Rewrite everything in the listing from the line containing "Give the outline of every instance of the stone" down to the line containing "[[[55,0],[50,13],[85,49],[132,48],[147,36],[136,0]]]", both included, as a JSON list of strings with one string per line and blank lines left out.

__Listed entries__.
---+---
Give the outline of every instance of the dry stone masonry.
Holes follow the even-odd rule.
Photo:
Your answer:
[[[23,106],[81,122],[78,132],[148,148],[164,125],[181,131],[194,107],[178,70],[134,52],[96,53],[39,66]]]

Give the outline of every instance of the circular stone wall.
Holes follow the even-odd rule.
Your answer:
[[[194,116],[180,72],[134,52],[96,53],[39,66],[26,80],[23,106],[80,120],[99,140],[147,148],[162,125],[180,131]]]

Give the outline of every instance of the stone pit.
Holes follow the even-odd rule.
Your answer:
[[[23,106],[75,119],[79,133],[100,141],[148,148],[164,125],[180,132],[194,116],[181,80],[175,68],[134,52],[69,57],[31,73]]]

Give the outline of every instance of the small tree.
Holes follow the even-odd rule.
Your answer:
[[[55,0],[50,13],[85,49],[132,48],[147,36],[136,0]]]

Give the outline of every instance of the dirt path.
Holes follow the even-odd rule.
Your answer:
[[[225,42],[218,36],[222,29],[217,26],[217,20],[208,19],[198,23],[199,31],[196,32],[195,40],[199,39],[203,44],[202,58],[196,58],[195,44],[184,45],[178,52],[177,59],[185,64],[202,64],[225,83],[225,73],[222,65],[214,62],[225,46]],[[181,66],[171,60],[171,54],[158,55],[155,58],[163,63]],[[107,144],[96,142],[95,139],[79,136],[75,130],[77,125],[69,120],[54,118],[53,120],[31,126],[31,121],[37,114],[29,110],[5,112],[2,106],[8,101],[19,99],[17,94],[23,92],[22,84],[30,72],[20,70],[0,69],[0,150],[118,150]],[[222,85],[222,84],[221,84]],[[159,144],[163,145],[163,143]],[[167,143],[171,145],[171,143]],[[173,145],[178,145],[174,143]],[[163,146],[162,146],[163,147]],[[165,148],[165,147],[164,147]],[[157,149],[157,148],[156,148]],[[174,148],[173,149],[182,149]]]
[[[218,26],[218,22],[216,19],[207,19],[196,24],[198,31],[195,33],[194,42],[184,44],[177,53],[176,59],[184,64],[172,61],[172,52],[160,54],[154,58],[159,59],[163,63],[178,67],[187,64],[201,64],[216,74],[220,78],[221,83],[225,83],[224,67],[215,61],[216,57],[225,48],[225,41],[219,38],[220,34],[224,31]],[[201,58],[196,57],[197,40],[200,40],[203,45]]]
---+---
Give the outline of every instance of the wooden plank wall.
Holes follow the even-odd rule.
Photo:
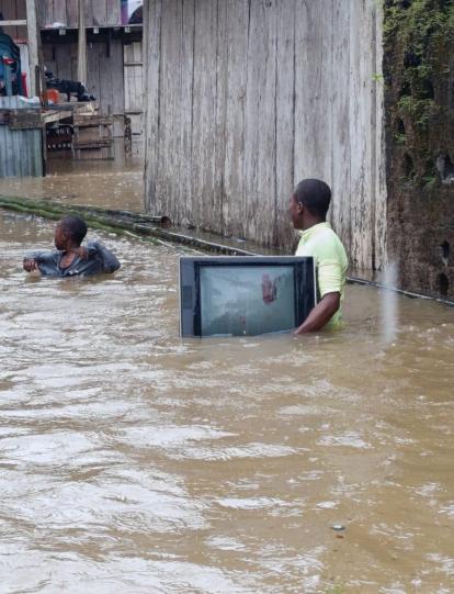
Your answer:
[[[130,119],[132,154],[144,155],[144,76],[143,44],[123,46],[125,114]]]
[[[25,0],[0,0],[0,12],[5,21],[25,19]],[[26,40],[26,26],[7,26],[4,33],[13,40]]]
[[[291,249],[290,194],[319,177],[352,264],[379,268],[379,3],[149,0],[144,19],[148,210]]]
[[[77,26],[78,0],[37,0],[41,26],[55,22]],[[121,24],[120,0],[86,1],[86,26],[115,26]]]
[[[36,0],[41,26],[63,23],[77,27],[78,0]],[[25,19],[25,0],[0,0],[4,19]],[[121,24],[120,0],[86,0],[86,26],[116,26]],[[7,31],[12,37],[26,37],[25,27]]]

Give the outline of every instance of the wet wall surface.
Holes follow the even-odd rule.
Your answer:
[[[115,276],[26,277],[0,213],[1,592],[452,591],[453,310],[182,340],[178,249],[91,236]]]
---+---
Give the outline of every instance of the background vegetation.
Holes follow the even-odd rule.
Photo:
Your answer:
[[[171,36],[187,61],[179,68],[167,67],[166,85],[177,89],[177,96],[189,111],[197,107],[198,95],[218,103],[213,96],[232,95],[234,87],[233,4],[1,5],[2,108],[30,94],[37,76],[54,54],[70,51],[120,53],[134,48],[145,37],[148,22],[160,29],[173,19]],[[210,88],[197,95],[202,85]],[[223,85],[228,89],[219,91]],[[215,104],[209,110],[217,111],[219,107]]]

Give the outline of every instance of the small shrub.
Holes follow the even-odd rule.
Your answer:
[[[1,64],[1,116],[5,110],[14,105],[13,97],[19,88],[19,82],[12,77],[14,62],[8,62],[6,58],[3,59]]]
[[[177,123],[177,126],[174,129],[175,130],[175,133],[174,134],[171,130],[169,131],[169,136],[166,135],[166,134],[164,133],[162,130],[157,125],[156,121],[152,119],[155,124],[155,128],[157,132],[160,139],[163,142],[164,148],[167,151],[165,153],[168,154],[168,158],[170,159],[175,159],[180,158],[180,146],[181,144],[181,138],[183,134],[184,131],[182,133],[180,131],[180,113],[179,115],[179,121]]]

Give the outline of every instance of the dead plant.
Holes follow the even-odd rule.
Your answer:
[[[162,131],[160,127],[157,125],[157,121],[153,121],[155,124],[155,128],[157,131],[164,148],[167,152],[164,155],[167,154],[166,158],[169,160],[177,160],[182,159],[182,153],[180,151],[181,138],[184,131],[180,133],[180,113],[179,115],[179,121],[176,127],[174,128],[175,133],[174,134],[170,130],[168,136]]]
---+---
__Result__.
[
  "Give the outline of every instance of the stone pit.",
  "Holes follow the even-odd rule.",
  "Your answer:",
  "[[[23,106],[75,119],[79,133],[100,141],[148,148],[164,125],[180,132],[194,116],[181,80],[175,68],[134,52],[69,57],[31,73]]]",
  "Give the outline of every instance of the small tree.",
  "Holes follow the even-odd rule.",
  "Your answer:",
  "[[[55,0],[50,13],[85,49],[132,48],[147,36],[136,0]]]"
]